• _PROBLEM DETAILS_: Copy out every line of the material below verbatim, keeping the original order.

• _INFORMATION PROVIDED_:
-- start --
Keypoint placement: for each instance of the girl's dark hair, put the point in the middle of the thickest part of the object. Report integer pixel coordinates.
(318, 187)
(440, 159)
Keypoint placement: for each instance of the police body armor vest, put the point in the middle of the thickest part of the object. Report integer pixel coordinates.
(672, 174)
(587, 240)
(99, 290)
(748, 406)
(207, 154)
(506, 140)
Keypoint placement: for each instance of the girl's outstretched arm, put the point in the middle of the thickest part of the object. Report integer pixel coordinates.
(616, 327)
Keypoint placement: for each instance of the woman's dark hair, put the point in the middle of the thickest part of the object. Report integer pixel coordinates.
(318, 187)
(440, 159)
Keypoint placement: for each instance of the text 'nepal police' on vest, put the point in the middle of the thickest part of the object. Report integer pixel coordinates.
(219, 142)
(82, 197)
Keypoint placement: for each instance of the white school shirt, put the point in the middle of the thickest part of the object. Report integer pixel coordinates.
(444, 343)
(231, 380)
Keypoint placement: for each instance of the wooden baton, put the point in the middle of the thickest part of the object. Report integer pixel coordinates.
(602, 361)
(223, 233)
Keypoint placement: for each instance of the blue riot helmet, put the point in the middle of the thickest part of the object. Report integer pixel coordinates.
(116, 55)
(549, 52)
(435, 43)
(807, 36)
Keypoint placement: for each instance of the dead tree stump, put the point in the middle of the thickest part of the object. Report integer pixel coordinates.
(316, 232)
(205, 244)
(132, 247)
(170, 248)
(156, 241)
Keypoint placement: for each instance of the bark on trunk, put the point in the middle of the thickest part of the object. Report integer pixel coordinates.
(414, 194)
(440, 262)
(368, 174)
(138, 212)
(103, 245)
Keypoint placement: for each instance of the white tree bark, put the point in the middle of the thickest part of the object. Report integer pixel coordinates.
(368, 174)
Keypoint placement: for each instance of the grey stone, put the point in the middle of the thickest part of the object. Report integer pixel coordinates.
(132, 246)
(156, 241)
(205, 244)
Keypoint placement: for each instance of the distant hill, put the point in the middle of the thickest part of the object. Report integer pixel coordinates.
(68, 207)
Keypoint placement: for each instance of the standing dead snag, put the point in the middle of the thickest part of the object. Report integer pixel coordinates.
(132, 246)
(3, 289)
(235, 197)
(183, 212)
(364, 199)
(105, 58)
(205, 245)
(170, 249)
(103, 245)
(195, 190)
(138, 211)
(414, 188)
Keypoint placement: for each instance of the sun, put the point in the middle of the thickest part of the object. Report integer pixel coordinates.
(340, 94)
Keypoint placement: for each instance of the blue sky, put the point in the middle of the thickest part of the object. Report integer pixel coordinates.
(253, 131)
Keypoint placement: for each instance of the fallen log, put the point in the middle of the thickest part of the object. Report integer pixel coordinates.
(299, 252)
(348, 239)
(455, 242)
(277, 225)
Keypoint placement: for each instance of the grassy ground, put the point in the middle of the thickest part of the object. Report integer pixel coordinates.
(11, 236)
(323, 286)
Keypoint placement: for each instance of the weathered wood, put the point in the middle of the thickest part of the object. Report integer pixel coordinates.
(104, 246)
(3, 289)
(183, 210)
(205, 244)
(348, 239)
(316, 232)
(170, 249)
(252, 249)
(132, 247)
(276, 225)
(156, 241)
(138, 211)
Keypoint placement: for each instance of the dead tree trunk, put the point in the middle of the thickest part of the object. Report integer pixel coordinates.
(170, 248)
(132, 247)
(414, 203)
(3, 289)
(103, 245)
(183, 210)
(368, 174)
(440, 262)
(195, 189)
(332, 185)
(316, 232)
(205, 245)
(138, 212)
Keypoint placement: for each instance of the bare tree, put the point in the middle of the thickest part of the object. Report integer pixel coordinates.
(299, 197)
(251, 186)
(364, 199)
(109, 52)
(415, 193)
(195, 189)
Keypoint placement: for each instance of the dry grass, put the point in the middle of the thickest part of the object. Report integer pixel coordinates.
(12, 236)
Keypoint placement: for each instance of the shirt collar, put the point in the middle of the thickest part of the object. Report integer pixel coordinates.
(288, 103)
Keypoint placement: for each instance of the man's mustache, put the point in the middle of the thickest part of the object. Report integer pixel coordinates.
-- end --
• _COMPLETED TASK_:
Keypoint placement: for each instance of the girl's dark hair, put the point in the middle of the thickest part of the object. Report integer pixel coordinates.
(318, 187)
(440, 159)
Keypoint placement: for each instance of the police body armor vest, put the point in the middle of the thickest part of the object. Report integer pixel coordinates.
(672, 174)
(587, 240)
(99, 290)
(748, 406)
(207, 154)
(506, 140)
Keypoint placement: for each instance of the girl's outstretched arm, put the point in the middle of the thickest part of the object. Report integer pixel coordinates.
(616, 327)
Keypoint placement: for each instance of the woman's dark hair, put the point in the middle of the thickest part of the object. Report integer pixel coordinates.
(318, 187)
(440, 159)
Keypoint placement: for each instance of the text 'nepal police' on vest, put the point in the middle of the thickest part of the object. Report integer pixel coordinates.
(219, 142)
(82, 197)
Keypoint placement: for each instance of the white school shirt, put the point in the middle of the thickest part of the object. Report integer pixel coordinates.
(444, 343)
(231, 380)
Keypoint placement: for each instance of the wooden baton, put the point in the middle of the thickest part of the object. Report integer pixel coordinates.
(602, 361)
(223, 233)
Keypoint placement: for each instance of the blue riot helmet, put the point in the middle of the thickest part of the object. Report integer pixel coordinates.
(116, 55)
(549, 52)
(435, 43)
(807, 36)
Keypoint placement: for each instance of the dead tree stump, put the point in the middle of the thickest part of the object. Report integer pixel coordinates.
(316, 232)
(205, 244)
(132, 247)
(170, 248)
(156, 241)
Keypoint placement: for each instance of the bark on trunk, put the point in the middle of the thickest part of the object. Report integer pixel coordinates.
(414, 194)
(440, 262)
(368, 174)
(138, 212)
(103, 245)
Keypoint placement: for each instance of the white tree bark, put the point in the middle of the thickest part of the object. Report integer pixel coordinates.
(368, 174)
Keypoint placement: for each instance of the grey stone, put the point in the middle of the thickest part of the object. Report integer pixel coordinates.
(132, 246)
(156, 241)
(205, 244)
Keypoint placement: for each instance of the distant hill, put the point in the middle of the thickest part of the object. Report integer pixel coordinates.
(68, 207)
Keypoint placement: for each instance of the standing dead snag, put the point in the middle of the thickest part of the object. Report integer pixel coordinates.
(132, 246)
(3, 289)
(235, 197)
(183, 212)
(364, 199)
(105, 58)
(205, 245)
(170, 249)
(103, 245)
(195, 190)
(138, 211)
(414, 188)
Keypoint placement: for each instance of the sun, put the point in the middle of the thickest part of the object. Report integer pixel coordinates.
(340, 94)
Keypoint placement: for each instance of the blue sky, put the point in the middle of the thickest part of the object. Report integer pixel coordinates.
(253, 131)
Keypoint placement: for each instance of the fallen log, put the point in the middle of the thickest part of the object. Report integer pixel coordinates.
(299, 252)
(348, 239)
(455, 242)
(277, 225)
Keypoint placement: for each instance of the grassy ground, put the point in the middle of the thickest part of the object. Report integer pixel coordinates.
(11, 236)
(323, 286)
Keypoint placement: for each instance of the weathered wood, put the point in the middle of the thickest part of the object. Report integer pixel coordinates.
(104, 246)
(3, 289)
(183, 210)
(205, 244)
(348, 239)
(316, 232)
(170, 249)
(252, 249)
(132, 247)
(276, 225)
(156, 241)
(138, 211)
Keypoint placement: for each instance of the dead tree trunk, put the point in the middle of the thickest part of the object. Report integer pixel coordinates.
(170, 248)
(132, 247)
(414, 203)
(3, 289)
(103, 245)
(183, 210)
(368, 174)
(440, 262)
(195, 189)
(332, 185)
(316, 232)
(205, 245)
(138, 212)
Keypoint placement: for each instance of the bare tree, put the point in the middle of the thickest part of the object. Report integer pixel coordinates.
(299, 197)
(251, 186)
(364, 199)
(109, 52)
(415, 193)
(195, 189)
Keypoint placement: for each instance of the dry grass, put the point in the middle of the thickest part of the object. Report integer pixel coordinates.
(12, 236)
Keypoint placement: for each instance of the shirt collar, put the point in the middle of the thickest part of the object. Report integer pixel coordinates.
(288, 103)
Keypoint placement: for each instance of the man's mustache, put the point in the middle of the thickest part of the object. Report integer pixel coordinates.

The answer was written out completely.